Hacker News new | ask | show | jobs
by version_five 999 days ago
They didn't mention llama.cpp or show it in their picture, that's hopefully an oversight, it feels like a major slight. It's a (the?) major reason for llamas popularity.

I have mixed feelings, llama is great but it's perpetuated it's shitty license. They could have done so much more good if they'd used gpl style licensing, instead they basically subverted open source, using an objectively good model as leverage.

2 comments

A lot of times there can be a feeling of being wrong without it being intentional. In this case I think the mention of AWS being a partner shows intent to put value behind what they are doing for their stakeholders.

The license for Llama 2 is pretty intense, but mirrors that intent by limiting interactions with individuals at scale, as well as limiting anything learned from the model through inference in being used to train another model. I suspect this is because the dataset on which it was trained is the company's IP, which again is for the shareholder's benefit.

The code is open though, I think out of necessity. AI poses a significant challenge for our survival, and making it open is an indication of transparency. They still need to make money at what they do and charge people for using their IP, within reason.

I guess my question would be that, if I used Llama (not the code, but the model itself) to code up a new model, would that be a derivative work?

--- Extracted information ---
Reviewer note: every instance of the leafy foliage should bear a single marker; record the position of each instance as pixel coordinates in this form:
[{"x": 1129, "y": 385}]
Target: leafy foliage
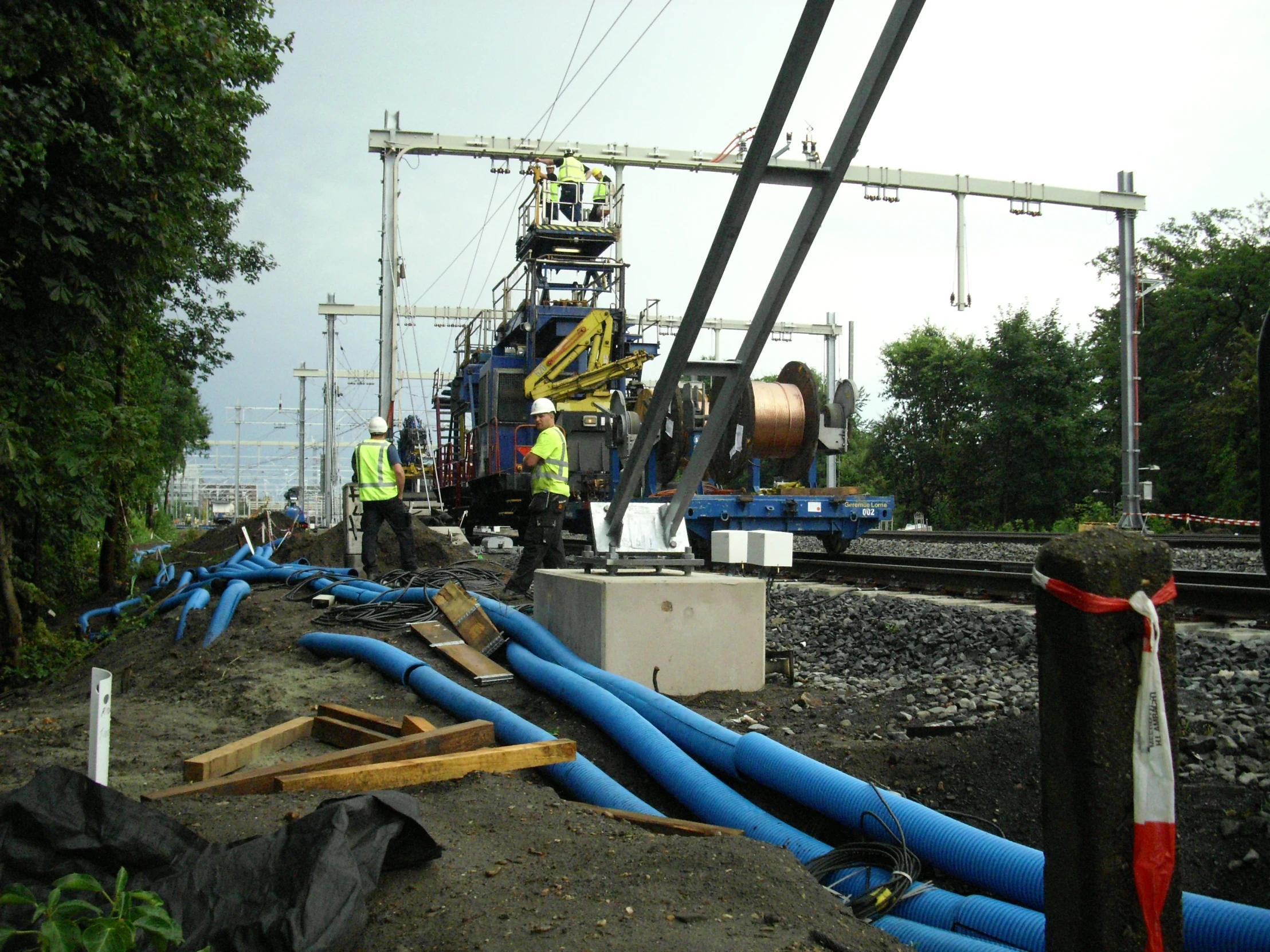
[
  {"x": 62, "y": 925},
  {"x": 122, "y": 148},
  {"x": 1197, "y": 356},
  {"x": 987, "y": 434}
]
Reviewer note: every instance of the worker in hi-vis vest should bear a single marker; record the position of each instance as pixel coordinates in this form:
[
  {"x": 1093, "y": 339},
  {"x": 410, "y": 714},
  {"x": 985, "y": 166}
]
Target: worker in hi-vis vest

--- To do ---
**1.** Print the Llama thread starting with "I have mixed" and going on through "model as leverage.".
**2.** Sum up the Llama thread in two sentences.

--- Answers to this exercise ---
**1.**
I have mixed feelings, llama is great but it's perpetuated it's shitty license. They could have done so much more good if they'd used gpl style licensing, instead they basically subverted open source, using an objectively good model as leverage.

**2.** One commenter objects that llama.cpp goes unmentioned even though it is a major reason for Llama's popularity, and faults Llama's license for subverting open source rather than following GPL-style licensing. A reply holds that the AWS partnership and the strict Llama 2 license show intent to deliver value to stakeholders, says the code is open out of necessity, and asks whether a new model coded up with Llama would count as a derivative work.